> **What the task asks**
Echo the passage about the Dhadak Mohim medical volunteer camps in Melghat word for word, from start to finish.

> **Document excerpt**
================

Initiated in 1997, Dhadak Mohim now operates for around 90-100 days each year, when ten batches of ten medical volunteers, accompanied by anyone else who would like to contribute go and camp in Melghat and provide medical care to the tribals there. The movement began on a very small scale, first tending only to five villages. However, now it has grown and covers nearly 47 villages in the region.

The organizing team drafts a list of priority villages each year and they are given attention depending on the severity of circumstances there. Most remarkably, the call for volunteers works so well, that many are oversubscribed, and must be turned down due to lack of available facilities and space.

While all those who volunteer are expected to take care of their own expenses and travel, the movement provides basic lodging facilities such as tents, medications, and equipment for care, which again is sponsored by good samaritans who cannot make it to the site in person.

================

> **Material provided**

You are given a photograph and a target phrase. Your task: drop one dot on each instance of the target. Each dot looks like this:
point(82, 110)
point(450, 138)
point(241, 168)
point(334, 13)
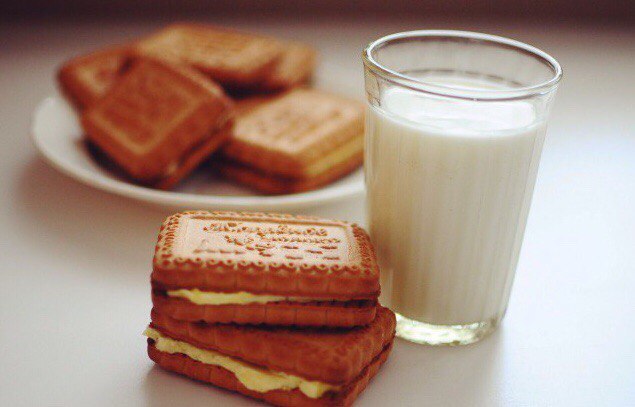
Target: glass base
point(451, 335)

================

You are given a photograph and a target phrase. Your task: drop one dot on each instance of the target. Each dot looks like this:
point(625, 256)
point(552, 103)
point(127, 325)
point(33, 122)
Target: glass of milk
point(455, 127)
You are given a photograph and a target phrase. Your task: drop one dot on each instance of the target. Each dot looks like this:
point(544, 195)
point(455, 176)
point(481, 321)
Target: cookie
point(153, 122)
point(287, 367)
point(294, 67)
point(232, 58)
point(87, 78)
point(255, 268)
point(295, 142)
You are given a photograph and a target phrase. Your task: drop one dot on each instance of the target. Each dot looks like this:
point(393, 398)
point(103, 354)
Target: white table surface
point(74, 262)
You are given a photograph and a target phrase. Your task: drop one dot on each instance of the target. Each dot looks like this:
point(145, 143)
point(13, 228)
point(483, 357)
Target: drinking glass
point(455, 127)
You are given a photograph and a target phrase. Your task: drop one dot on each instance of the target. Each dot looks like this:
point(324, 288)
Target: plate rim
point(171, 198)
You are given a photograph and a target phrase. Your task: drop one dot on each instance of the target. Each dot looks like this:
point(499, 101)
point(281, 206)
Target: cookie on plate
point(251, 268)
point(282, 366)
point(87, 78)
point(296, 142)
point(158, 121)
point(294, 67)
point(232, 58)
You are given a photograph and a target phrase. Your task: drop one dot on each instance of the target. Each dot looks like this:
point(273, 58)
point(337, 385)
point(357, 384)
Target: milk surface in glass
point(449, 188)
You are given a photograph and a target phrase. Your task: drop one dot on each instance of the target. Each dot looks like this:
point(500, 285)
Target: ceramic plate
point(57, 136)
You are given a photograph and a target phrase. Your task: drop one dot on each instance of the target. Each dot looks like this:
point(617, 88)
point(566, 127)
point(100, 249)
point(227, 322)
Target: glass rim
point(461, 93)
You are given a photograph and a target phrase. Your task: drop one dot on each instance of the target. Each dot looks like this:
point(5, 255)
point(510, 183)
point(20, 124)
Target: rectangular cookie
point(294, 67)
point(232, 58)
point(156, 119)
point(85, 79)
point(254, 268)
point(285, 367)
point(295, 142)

================

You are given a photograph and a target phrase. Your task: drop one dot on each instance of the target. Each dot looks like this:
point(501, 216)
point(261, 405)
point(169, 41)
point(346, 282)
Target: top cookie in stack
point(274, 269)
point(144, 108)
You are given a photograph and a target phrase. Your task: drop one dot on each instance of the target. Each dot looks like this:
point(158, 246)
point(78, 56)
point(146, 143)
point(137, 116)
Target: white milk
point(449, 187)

================

> **Result below**
Initiated in 1997, Dhadak Mohim now operates for around 90-100 days each year, when ten batches of ten medical volunteers, accompanied by anyone else who would like to contribute go and camp in Melghat and provide medical care to the tribals there. The movement began on a very small scale, first tending only to five villages. However, now it has grown and covers nearly 47 villages in the region.

The organizing team drafts a list of priority villages each year and they are given attention depending on the severity of circumstances there. Most remarkably, the call for volunteers works so well, that many are oversubscribed, and must be turned down due to lack of available facilities and space.

While all those who volunteer are expected to take care of their own expenses and travel, the movement provides basic lodging facilities such as tents, medications, and equipment for care, which again is sponsored by good samaritans who cannot make it to the site in person.